_Quoted passage_.
# Drive or ride first?



## KatieQ (Apr 4, 2011)

I am hoping to train my horse for both riding and driving. He's a Morgan, so well-suited to both. I was wondering what are the benefits/disadvantages of training him for one before the other. I do know a woman who has an off-the-track Standardbred, and she has had a lot of trouble with teaching him to bend under saddle. He's not ready to start yet, either way- he's only two- just wondered what other people here thought.


----------



## raywonk (Jan 9, 2011)

The trainer down the road rides first she says it helps to quiet them and fram them up befor driving them. I have no other knowlage but that. I had asked her that question on time yrs ago. I dont think it would realy mater eather way if you have loads of ground work on them.


----------



## JackofDiamonds (Aug 31, 2010)

This is just a question, because i really just cant figure it out. I dont mean it in any mallace way,

Doesnt driving conflict with riding. Because of the shafts i think there called they cant bend whilst turning like they would around our leg. Does this not affect balance and flexion? Therefore making them harder to ride? 

Thank you


----------



## raywonk (Jan 9, 2011)

I dont think so if you continue to work them on both. I would say if that driving is the only thing they ever did it might, but they drive and ride these horses so they are still suple and soft.


----------



## KatieQ (Apr 4, 2011)

I believe that is why this woman has had so much trouble with her Standardbred. But I have known horses who did both, and very well, so I know it can be done.


----------



## churumbeque (Dec 20, 2009)

JackofDiamonds said:


> This is just a question, because i really just cant figure it out. I dont mean it in any mallace way,
> 
> Doesnt driving conflict with riding. Because of the shafts i think there called they cant bend whilst turning like they would around our leg. Does this not affect balance and flexion? Therefore making them harder to ride?
> 
> Thank you


If the shafts are a proper width it does not effect them bending. If they are too narrow it does


----------



## churumbeque (Dec 20, 2009)

With driving you can start them younger than riding. I started line driving at 1 and driving at 2 so when it came time to mount they are very used to being handled and mounting wasn't a big deal for my horse. They also know many cues from driving. The whip is used like leg aids and they are very good at voices commands if trained to do so.


----------



## churumbeque (Dec 20, 2009)

KatieQ said:


> I am hoping to train my horse for both riding and driving. He's a Morgan, so well-suited to both. I was wondering what are the benefits/disadvantages of training him for one before the other. I do know a woman who has an off-the-track Standardbred, and she has had a lot of trouble with teaching him to bend under saddle. He's not ready to start yet, either way- he's only two- just wondered what other people here thought.


 I don't think this is typical driving. They have gone in a circle in 1 direction at full speed so I can see why bending could be an issue with this type of training


----------



## Left Hand Percherons (Feb 1, 2011)

Driving first has the advantage of being able to do it at a younger, more immature development stage. There's less stress on the legs and joints. The preparation (groundwork, linedriving, despooking...) are all going to be the same. You can be doing those now. I would always advise starting with your strenght first. If you're a better rider, start there. You're less apt to get in trouble and can fix things before they are a full blown wreck. Once you get one down, the other comes very quickly.

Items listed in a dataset
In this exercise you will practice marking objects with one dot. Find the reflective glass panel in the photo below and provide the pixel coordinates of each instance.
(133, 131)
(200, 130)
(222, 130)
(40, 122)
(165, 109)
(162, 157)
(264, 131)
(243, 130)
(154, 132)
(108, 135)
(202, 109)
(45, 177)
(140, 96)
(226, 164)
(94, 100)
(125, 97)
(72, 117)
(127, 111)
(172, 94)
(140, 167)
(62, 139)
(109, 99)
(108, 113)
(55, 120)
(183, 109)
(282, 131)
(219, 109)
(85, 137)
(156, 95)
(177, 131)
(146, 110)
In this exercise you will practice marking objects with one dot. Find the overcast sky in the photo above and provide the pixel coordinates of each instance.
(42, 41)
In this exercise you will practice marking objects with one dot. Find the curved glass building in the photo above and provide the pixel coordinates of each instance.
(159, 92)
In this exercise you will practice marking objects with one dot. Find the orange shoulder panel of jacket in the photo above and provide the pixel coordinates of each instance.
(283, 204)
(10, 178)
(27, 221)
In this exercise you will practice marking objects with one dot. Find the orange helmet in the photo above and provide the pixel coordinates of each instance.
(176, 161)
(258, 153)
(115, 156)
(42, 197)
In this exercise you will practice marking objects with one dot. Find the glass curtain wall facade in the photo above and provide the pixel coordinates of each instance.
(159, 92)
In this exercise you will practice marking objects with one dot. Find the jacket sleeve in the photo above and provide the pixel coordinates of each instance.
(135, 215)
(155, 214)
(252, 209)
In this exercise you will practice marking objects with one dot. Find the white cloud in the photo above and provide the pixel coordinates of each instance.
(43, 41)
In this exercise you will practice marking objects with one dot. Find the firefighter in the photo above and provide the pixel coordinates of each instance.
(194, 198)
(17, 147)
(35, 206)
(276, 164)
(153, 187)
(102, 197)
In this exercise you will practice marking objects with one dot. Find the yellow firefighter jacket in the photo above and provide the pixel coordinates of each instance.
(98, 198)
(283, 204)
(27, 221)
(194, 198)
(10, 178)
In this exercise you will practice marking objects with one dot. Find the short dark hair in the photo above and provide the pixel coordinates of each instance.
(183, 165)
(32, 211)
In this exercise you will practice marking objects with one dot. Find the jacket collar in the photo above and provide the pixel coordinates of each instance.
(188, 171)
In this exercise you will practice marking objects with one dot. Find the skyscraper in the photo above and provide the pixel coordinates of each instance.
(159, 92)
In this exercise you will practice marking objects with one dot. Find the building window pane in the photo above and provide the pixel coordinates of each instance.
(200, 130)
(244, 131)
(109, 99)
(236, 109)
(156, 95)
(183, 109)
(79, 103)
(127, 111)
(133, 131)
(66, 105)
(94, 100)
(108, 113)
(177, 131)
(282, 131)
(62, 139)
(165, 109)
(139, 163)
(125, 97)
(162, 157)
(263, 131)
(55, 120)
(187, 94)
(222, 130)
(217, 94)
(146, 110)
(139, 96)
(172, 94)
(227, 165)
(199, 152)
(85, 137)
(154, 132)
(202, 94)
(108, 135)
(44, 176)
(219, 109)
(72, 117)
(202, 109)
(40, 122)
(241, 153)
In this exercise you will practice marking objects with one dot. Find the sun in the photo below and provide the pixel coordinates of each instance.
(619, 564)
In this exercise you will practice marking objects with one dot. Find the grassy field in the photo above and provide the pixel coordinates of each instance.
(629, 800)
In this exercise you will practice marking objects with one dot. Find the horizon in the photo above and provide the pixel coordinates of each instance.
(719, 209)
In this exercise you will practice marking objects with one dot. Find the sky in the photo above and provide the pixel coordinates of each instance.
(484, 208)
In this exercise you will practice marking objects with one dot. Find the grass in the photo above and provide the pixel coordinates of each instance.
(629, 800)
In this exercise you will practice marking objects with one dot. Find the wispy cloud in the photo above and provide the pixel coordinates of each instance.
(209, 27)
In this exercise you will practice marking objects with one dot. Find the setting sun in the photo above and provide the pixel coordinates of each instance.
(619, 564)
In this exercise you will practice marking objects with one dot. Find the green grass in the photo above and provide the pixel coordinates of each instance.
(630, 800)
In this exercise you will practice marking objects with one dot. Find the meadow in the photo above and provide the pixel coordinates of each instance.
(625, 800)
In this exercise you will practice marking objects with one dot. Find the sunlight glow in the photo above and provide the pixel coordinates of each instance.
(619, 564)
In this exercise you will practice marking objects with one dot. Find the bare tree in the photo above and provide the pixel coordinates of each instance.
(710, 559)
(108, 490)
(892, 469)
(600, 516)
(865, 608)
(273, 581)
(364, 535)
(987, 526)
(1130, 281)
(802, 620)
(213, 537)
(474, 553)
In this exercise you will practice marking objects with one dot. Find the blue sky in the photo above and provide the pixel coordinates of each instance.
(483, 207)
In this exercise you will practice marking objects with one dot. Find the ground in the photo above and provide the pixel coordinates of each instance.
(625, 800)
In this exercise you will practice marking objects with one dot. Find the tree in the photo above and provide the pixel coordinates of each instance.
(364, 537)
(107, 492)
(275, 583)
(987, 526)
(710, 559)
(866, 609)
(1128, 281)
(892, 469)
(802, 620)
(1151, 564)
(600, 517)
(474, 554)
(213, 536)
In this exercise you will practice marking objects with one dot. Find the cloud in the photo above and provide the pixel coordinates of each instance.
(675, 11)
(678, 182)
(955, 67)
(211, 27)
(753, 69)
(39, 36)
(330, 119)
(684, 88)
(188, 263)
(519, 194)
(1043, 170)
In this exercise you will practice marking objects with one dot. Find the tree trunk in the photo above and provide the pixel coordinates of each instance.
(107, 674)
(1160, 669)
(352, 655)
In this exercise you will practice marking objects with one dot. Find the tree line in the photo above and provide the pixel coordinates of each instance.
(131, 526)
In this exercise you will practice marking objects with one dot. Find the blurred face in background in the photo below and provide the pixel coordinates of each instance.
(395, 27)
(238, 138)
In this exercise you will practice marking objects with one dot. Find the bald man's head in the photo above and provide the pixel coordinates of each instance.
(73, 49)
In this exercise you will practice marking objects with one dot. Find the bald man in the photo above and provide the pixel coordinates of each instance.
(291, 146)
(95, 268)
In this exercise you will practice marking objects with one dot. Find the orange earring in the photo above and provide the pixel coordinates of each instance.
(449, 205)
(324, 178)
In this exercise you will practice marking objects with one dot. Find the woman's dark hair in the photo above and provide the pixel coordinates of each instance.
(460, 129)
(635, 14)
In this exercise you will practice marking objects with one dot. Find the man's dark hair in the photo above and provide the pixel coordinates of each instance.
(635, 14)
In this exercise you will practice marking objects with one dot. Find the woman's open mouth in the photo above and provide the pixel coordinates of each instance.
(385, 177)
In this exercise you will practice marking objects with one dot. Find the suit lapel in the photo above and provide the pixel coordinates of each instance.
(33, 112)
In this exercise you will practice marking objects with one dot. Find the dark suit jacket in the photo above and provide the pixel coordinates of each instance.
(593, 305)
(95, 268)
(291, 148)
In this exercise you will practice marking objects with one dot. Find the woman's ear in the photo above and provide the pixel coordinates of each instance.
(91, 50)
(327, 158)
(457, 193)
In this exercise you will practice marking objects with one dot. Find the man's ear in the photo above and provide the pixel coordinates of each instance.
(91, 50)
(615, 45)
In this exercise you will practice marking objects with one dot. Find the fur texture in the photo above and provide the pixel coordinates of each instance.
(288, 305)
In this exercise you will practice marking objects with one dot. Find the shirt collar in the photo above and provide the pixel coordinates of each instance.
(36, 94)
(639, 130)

_Work to complete_.
A. Pull out each line of the entries that contains the word "below". Case counts.
B. Write the next post in the forum thread above on whether to train a horse to drive or ride first.

_Responses_.
A.
In this exercise you will practice marking objects with one dot. Find the reflective glass panel in the photo below and provide the pixel coordinates of each instance.
In this exercise you will practice marking objects with one dot. Find the sun in the photo below and provide the pixel coordinates of each instance.
In this exercise you will practice marking objects with one dot. Find the blurred face in background in the photo below and provide the pixel coordinates of each instance.

B.
----------



## JackofDiamonds (Aug 31, 2010)

churumbeque said:


> If the shafts are a proper width it does not effect them bending. If they are too narrow it does


 
Thank you, these are the answers i was after.  I was looking into breaking my pony into harness i while ago but everyone told me not to because it would affect his ability undersadle and i show him so i sort of left the though.


----------



## Skipsfirstspike (Mar 22, 2010)

I have only driven a handful of times, but just wanted to comment on what a previous poster said about OT standardbred only going around in one direction.
There are a lot of standardbred farms around where I live, and for the most part, they exercise clockwise, and race/heavy train counter clockwise. The horse knows the difference, and will generally just jog one way, but full out pace/trot the other way. So they are used to bending in both directions.
But as far as using the whip as per leg aides, that aspect is lacking in the race horse. I have ridden a few standardbreds that were very willing, friendly mounts, but clueless to leg aides. One in particular would just stand there as you squeezed with both heels, or even kicked. 'Huh? Whatcha doin?' If you made a kissing noise though, look out! Off he goes! lol


----------



## churumbeque (Dec 20, 2009)

JackofDiamonds said:


> Thank you, these are the answers i was after.  I was looking into breaking my pony into harness i while ago but everyone told me not to because it would affect his ability undersadle and i show him so i sort of left the though.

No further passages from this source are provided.